1) Unless you're Instagram - a big startup will cost you much more than 2
years of life. The monetary price probably doesn't matter much as you will
have acquired funding.

2) I also think the expected value of any given random point on the "startup
dartboard" is smaller than the values you threw out there.

That all said...my interests align with yours. Hitting singles is more
attractive than swinging for the fences. Goals change though...Rocket Lease
may be a safe bet on your part. If traction picks up and it becomes an
undeniable juggernaut...I don't think you or anybody else wouldn't take the
"big startup" ride.

------
marchustvedt
Given the headline, I was expecting a comparison of large teams versus smaller
nimble (Instagram, Path) ones. There's a whole lot to be written about group
dynamics in terms of headcount.

But in terms of this discussion. I have to take issue with choice of market
opportunity based on personal financial situation.

" _Where are you now? There’s no right answer to this. If you’re 30 and broke
and wondering how you’re going to pay the rent in 6 months, its harder to
swing for the fences. If you sold your last startup so you’ll never have to
worry about food and rent again, big startup board._ "

Not only does this lead to rather arbitrary founder-market fit, is the success
rate curve of the smaller startup really that more evenly distributed than the
larger ones? I doubt it.

================

◆ **WHAT TO PRODUCE**
List each company or startup mentioned by name in the startup discussion above.

================

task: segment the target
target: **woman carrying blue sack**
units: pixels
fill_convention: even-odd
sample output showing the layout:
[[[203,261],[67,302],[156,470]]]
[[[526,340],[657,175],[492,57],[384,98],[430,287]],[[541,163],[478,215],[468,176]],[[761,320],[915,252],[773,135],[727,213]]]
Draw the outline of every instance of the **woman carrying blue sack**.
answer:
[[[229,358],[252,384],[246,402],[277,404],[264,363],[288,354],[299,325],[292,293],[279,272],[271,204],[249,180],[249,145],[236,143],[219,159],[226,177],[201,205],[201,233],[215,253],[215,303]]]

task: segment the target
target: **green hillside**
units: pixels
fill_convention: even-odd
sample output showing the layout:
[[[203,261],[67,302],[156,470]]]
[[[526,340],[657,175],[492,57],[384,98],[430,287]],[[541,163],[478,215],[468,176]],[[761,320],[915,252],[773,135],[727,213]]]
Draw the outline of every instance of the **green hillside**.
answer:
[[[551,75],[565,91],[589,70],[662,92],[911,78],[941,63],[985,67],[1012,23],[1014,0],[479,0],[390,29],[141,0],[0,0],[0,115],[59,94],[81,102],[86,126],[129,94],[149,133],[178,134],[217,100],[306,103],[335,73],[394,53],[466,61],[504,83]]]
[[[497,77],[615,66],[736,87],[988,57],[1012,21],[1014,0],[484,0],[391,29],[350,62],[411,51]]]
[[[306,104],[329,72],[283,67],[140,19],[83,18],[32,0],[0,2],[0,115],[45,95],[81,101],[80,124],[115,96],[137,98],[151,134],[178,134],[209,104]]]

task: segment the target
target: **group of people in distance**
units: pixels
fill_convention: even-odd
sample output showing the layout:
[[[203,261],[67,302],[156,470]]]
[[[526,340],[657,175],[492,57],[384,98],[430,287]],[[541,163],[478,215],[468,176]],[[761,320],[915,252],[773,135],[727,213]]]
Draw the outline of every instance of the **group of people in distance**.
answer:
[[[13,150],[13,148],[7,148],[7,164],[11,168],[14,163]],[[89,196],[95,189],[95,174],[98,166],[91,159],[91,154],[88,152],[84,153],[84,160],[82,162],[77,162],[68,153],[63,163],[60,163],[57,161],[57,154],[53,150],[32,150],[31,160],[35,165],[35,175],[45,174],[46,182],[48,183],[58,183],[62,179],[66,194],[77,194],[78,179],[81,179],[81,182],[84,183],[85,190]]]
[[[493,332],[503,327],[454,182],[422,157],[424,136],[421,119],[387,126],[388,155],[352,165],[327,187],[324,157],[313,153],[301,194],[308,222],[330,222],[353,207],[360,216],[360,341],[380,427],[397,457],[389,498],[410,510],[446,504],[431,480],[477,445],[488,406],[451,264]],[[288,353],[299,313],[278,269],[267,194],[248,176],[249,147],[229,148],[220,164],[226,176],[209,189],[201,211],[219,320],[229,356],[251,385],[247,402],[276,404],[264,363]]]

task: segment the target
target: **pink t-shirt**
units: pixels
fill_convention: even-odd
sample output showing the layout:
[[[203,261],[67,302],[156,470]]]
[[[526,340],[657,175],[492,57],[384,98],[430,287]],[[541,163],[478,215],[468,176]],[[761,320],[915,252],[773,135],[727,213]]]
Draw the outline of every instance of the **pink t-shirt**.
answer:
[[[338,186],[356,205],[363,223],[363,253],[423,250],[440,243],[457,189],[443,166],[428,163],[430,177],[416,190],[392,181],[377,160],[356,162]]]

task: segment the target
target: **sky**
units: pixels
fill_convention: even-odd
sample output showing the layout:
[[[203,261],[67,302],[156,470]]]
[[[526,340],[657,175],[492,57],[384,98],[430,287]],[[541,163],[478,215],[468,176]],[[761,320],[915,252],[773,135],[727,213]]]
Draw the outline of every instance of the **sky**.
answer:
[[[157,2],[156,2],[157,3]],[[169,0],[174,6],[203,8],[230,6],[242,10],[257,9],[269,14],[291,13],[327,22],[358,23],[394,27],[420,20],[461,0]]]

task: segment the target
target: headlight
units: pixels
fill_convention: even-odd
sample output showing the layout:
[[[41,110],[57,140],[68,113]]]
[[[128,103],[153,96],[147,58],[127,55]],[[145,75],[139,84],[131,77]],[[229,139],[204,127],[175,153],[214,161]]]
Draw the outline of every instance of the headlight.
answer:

================

◆ **RESULT FOR THIS EXERCISE**
Instagram, Rocket Lease, Path